Exercise 1: Quote the passage of the outlier article starting with "As first published" and going on through "data make sense?".
Exercise 2: Summarize the outlier article in two sentences.

Extract:
* begin *

GETTING STARTED | OUTLIER DETECTION | KNIME ANALYTICS PLATFORM

Outliers — How to identify and treat them using KNIME

There are several ways to identify and handle outliers, e.g. using the low-code KNIME software without writing a single line of code

Guilherme Marczewski
Low Code for Data Science

--

As first published on LinkedIn

A casual scene that many analysts and data scientists will identify with: You access a database and start to study that base, but you identify that in a certain column — a column containing the ages of several people, for example — some values are out of tune, while most are ranging from 5 to 80 years old, we have some people who are 112, 115 and 117 years old.

The first thing to do in this case is to make sure these entries are correct. Did we have a typo? If you have a column with the date of birth, is the calculation of the difference between this date and the current day matching the age column? Does this data make sense?

The second thing is to visualize these outliers and identify if, according to the base, they really are outliers. An excellent way to do this is using box plots. The graph below displays the data distribution, its median, quartile values, and the lower and upper bounds.

The values that are below the lower limit and above the upper limit, we can consider as outliers of our sample.

There are several ways and tools to work with outliers, in this case we will use KNIME Analytics Platform, more precisely with the following two nodes:

  • Box Plot node — This node displays the box plot, limits, and quartiles. To use it, just include it in the flow, and in its settings select the fields that you want to analyze. After that, clicking on “Execute and Open Views”, we can visualize it.
  • Numeric Outliers node — This node defines what to do with these outliers as the previous node just displays the graph. Some of the options in the Numeric Outliers node are removing the outliers, removing the non-outliers, and replacing those values. We can also select whether we want to treat only outliers above or below the limits.

After this treatment, we will have a more homogeneous database. Bearing in mind that in some cases outliers must/can be maintained because they make sense for the analysis.

--

--

* end *

Extracted material:
* begin *

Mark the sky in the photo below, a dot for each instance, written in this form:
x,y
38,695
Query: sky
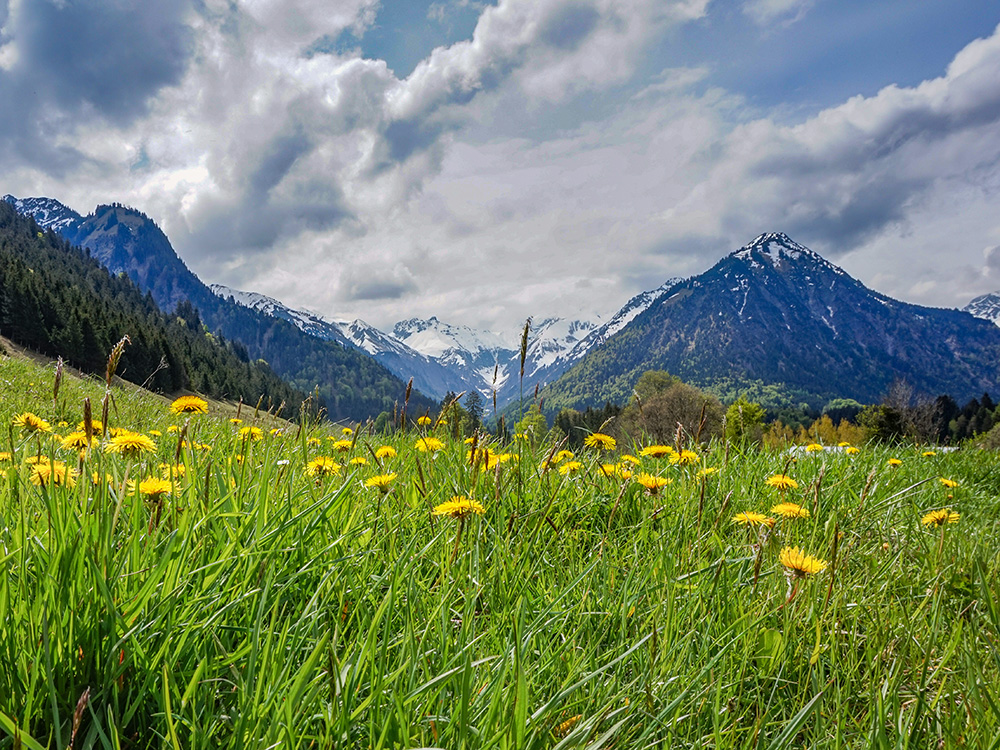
x,y
488,161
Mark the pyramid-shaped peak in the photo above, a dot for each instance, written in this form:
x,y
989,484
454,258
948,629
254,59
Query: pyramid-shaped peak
x,y
777,247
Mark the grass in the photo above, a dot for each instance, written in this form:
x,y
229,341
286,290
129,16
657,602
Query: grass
x,y
256,606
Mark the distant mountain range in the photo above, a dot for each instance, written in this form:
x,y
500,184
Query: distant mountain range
x,y
770,314
352,384
775,312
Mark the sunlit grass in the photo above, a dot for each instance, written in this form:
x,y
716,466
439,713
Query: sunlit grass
x,y
261,602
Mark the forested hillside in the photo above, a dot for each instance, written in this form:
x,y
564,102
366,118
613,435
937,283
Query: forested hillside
x,y
57,300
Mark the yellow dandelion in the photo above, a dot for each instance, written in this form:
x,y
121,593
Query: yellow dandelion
x,y
782,482
429,445
382,482
657,451
130,444
31,423
790,510
77,441
189,405
459,507
152,488
96,426
570,467
172,471
653,484
940,517
752,518
253,434
601,441
385,451
797,564
52,473
324,466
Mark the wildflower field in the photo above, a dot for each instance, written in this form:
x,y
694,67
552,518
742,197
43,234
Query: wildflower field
x,y
179,578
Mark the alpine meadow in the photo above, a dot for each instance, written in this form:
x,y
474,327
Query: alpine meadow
x,y
499,375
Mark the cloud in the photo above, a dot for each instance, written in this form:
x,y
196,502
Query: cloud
x,y
780,12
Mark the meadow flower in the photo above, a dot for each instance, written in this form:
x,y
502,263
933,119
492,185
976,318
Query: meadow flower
x,y
382,482
657,451
429,445
77,441
130,444
172,471
152,488
601,441
459,507
324,466
189,405
797,564
782,482
253,434
752,518
570,467
55,473
31,423
790,510
385,451
653,484
940,517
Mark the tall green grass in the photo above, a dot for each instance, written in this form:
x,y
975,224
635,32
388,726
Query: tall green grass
x,y
259,607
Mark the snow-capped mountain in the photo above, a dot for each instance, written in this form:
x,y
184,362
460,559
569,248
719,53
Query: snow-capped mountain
x,y
986,306
47,213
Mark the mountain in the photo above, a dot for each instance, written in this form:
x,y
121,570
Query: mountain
x,y
351,383
57,301
986,306
778,313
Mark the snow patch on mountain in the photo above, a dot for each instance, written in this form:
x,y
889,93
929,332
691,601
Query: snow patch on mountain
x,y
48,213
985,306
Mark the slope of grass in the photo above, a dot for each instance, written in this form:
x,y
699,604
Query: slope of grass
x,y
257,606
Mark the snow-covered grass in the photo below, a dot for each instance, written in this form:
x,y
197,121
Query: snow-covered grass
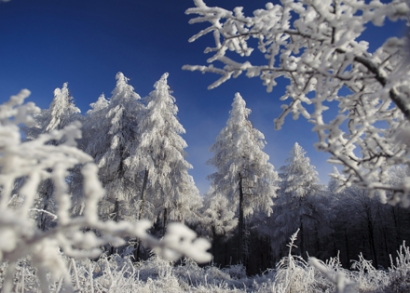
x,y
293,274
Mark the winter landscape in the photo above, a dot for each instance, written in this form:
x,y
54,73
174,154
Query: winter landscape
x,y
105,198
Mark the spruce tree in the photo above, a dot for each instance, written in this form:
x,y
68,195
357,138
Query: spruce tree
x,y
295,203
111,134
244,174
168,192
62,111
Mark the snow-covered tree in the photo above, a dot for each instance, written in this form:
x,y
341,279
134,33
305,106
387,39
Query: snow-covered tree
x,y
38,160
61,113
218,217
111,134
92,124
295,205
244,174
167,190
318,47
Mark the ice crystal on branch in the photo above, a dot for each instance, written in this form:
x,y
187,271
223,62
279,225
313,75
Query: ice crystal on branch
x,y
38,160
315,46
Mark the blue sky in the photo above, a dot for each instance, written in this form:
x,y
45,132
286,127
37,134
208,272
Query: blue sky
x,y
45,43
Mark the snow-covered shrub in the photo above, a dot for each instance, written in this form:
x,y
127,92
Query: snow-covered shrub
x,y
399,273
30,163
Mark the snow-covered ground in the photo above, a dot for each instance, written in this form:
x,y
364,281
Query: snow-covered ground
x,y
293,274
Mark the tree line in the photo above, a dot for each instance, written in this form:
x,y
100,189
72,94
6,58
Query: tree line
x,y
250,210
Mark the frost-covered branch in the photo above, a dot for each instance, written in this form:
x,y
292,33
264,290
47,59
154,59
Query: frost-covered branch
x,y
316,46
32,162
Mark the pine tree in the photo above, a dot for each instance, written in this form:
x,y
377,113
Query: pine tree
x,y
167,191
111,134
92,124
62,111
295,202
244,174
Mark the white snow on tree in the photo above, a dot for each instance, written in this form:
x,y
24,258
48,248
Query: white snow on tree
x,y
168,191
244,174
318,47
39,160
111,134
218,217
295,202
61,113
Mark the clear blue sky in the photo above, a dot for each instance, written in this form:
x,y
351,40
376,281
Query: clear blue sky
x,y
44,43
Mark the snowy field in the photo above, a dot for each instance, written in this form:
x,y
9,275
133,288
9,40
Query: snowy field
x,y
120,274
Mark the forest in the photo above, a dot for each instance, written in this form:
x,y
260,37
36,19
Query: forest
x,y
103,201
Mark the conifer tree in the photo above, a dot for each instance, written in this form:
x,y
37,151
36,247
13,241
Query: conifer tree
x,y
295,201
243,174
62,111
167,191
110,136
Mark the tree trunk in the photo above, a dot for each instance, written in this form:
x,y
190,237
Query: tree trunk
x,y
371,234
164,223
241,223
137,244
144,187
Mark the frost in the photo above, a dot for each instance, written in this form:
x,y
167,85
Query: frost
x,y
29,164
317,48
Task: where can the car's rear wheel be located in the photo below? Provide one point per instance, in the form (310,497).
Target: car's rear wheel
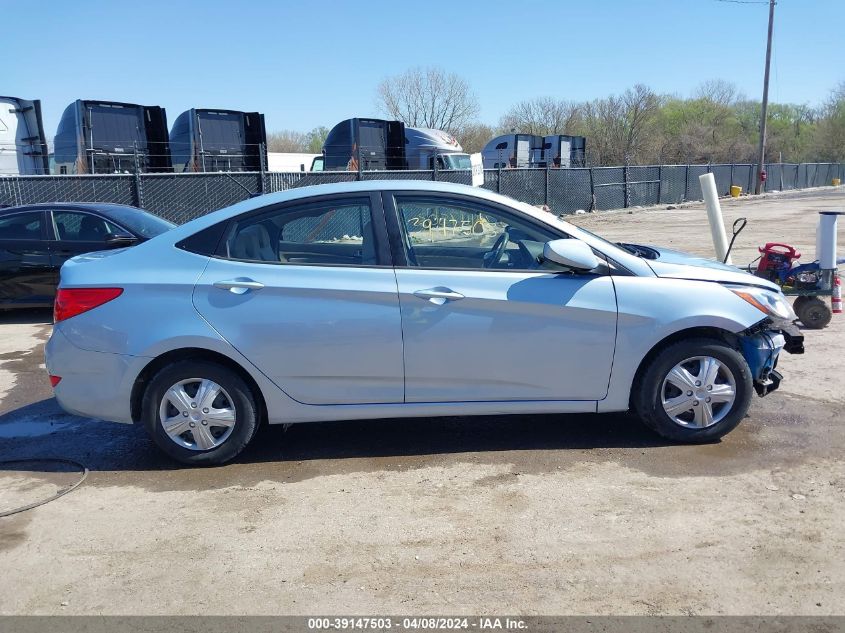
(199,412)
(694,391)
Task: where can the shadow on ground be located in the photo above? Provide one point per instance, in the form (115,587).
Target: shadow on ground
(780,430)
(35,316)
(43,430)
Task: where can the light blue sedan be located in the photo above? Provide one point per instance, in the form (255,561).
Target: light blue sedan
(387,299)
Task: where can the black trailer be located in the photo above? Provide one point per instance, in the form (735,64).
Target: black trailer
(564,150)
(218,140)
(106,137)
(367,144)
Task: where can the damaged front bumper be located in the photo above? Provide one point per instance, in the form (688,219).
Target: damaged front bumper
(762,344)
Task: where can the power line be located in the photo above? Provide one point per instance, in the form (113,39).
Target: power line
(744,1)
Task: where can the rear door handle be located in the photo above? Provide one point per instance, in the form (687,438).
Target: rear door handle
(238,286)
(438,296)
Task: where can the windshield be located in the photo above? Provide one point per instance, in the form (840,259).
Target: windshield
(139,221)
(457,161)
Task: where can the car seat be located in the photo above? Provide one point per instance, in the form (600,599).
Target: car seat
(253,243)
(91,229)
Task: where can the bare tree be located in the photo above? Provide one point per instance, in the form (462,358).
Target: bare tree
(541,116)
(618,126)
(474,136)
(287,141)
(719,91)
(428,97)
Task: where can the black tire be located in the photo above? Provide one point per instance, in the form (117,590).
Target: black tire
(243,401)
(814,313)
(799,301)
(647,397)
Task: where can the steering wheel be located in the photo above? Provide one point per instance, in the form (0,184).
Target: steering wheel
(498,250)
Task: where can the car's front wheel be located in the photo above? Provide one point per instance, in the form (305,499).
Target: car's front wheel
(694,391)
(199,412)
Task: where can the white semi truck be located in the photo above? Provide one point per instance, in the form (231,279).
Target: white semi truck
(377,144)
(23,146)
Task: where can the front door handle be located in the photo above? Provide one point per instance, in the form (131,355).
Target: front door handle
(239,286)
(439,295)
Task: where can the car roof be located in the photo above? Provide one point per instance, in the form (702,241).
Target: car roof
(364,186)
(80,206)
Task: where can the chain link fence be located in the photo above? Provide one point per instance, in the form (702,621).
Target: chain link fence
(182,197)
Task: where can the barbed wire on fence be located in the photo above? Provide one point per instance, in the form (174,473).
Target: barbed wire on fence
(184,196)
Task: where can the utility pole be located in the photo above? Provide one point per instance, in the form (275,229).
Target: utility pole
(761,153)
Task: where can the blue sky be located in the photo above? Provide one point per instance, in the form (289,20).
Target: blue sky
(308,63)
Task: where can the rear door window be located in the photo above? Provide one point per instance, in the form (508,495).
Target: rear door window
(77,226)
(335,233)
(22,226)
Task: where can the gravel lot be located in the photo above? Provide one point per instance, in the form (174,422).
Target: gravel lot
(524,514)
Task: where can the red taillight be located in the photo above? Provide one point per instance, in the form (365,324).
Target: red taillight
(72,301)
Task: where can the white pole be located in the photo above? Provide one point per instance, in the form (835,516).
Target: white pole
(714,215)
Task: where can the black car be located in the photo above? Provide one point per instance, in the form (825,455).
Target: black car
(36,239)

* end *

Exercise response 1:
As first published on LinkedIn

A casual scene that many analysts and data scientists will identify with: You access a database and start to study that base, but you identify that in a certain column — a column containing the ages of several people, for example — some values are out of tune, while most are ranging from 5 to 80 years old, we have some people who are 112, 115 and 117 years old.

The first thing to do in this case is to make sure these entries are correct. Did we have a typo? If you have a column with the date of birth, is the calculation of the difference between this date and the current day matching the age column? Does this data make sense?

Exercise response 2: When a column holds values far out of line with the rest, the article advises first confirming that those entries are correct and then using a box plot to see whether they fall below the lower limit or above the upper limit. In KNIME Analytics Platform, the Box Plot node displays the plot, limits, and quartiles, while the Numeric Outliers node sets how outliers are treated, for example by removing or replacing them, although in some cases outliers can be kept because they make sense for the analysis.